Data entries ▸
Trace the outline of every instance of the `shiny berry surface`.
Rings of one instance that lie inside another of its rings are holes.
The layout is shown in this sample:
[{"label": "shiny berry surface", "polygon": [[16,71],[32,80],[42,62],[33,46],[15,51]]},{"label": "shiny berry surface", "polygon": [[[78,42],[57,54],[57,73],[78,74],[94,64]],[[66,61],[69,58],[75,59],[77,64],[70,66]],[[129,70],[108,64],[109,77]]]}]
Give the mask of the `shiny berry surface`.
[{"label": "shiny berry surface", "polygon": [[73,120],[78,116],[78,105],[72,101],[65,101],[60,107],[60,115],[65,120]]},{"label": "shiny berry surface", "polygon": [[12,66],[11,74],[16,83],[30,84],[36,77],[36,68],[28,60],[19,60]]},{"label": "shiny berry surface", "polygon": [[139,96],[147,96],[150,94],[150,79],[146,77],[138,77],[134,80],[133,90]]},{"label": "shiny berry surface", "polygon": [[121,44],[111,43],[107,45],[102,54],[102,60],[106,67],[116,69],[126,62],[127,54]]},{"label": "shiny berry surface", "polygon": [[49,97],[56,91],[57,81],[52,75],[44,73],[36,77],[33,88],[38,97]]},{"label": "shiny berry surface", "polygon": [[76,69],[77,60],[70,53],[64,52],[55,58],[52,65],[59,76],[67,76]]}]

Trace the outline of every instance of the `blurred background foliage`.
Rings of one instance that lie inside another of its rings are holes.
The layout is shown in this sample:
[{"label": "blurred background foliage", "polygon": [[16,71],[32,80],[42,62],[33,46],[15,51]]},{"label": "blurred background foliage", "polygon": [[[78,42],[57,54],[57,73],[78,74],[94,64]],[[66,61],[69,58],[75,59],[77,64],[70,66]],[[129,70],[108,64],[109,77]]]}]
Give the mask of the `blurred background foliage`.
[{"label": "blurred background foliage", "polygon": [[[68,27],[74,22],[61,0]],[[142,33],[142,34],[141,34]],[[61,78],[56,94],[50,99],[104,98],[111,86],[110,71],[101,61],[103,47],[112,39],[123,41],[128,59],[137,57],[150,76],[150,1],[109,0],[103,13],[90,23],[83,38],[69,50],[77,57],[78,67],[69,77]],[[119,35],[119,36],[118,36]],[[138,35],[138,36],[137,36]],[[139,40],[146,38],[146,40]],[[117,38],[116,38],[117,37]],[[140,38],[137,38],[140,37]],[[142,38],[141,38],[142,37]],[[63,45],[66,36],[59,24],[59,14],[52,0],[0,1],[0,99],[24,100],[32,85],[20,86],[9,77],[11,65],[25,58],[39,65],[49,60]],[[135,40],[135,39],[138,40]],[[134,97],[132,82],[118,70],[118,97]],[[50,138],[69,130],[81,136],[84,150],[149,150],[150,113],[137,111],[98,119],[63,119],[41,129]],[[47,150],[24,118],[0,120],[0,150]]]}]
--
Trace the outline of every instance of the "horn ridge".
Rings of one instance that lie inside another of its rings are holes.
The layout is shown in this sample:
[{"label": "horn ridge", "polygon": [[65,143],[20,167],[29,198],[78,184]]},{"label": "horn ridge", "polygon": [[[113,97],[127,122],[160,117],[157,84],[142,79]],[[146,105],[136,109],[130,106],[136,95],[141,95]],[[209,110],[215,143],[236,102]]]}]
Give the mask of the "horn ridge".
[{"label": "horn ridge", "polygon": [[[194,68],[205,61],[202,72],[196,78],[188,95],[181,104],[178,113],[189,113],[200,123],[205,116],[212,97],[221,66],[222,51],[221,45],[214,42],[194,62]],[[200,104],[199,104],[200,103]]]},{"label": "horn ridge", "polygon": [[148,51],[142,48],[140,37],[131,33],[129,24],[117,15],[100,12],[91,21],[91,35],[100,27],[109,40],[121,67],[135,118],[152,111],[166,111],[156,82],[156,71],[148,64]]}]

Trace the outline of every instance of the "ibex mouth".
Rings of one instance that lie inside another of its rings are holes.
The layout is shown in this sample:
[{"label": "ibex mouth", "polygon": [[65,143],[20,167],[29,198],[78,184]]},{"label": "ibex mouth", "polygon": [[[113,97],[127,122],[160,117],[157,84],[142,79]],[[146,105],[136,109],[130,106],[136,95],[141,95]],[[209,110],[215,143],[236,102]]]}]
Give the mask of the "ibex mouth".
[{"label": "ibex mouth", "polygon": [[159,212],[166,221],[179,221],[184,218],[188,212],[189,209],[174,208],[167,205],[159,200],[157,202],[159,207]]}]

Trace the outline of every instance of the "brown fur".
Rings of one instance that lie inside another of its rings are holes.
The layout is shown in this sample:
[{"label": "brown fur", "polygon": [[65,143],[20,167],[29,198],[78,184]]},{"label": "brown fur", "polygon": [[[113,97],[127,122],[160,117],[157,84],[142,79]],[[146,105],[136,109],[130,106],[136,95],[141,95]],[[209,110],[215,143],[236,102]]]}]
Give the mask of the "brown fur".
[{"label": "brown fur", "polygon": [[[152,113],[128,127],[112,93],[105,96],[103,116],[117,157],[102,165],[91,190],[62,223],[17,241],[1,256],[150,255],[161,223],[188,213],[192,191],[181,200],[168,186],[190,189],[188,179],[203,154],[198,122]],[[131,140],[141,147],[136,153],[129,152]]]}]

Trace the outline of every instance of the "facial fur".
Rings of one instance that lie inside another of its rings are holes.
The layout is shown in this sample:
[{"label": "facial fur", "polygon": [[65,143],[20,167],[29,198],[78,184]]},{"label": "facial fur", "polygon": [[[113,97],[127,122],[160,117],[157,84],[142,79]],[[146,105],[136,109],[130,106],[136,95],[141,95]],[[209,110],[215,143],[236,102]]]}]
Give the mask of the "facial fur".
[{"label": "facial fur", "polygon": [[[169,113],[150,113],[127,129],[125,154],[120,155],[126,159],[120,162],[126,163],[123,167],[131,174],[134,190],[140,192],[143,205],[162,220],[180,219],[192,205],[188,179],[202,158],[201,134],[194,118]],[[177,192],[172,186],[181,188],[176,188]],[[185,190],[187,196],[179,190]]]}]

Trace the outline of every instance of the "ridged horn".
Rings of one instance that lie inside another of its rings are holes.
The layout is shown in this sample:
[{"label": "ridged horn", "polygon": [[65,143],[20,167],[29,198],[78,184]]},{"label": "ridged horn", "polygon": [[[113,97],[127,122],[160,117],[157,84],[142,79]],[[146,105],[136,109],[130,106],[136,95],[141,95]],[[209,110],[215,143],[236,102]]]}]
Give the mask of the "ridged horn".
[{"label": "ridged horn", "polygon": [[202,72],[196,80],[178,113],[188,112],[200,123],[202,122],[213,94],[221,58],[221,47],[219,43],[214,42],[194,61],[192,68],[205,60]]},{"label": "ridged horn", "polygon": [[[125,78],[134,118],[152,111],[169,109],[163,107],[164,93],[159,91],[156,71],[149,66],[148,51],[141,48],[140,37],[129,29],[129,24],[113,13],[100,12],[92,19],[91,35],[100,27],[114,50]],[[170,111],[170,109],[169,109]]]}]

Problem ▸
Copy every line of the material above that contains the word "Give". Matching is case-sensitive.

Exercise result ▸
Give the mask of the `shiny berry surface`.
Give the mask of the `blurred background foliage`.
Give the mask of the "horn ridge".
Give the mask of the "ibex mouth".
Give the mask of the "brown fur".
Give the mask of the "facial fur".
Give the mask of the "ridged horn".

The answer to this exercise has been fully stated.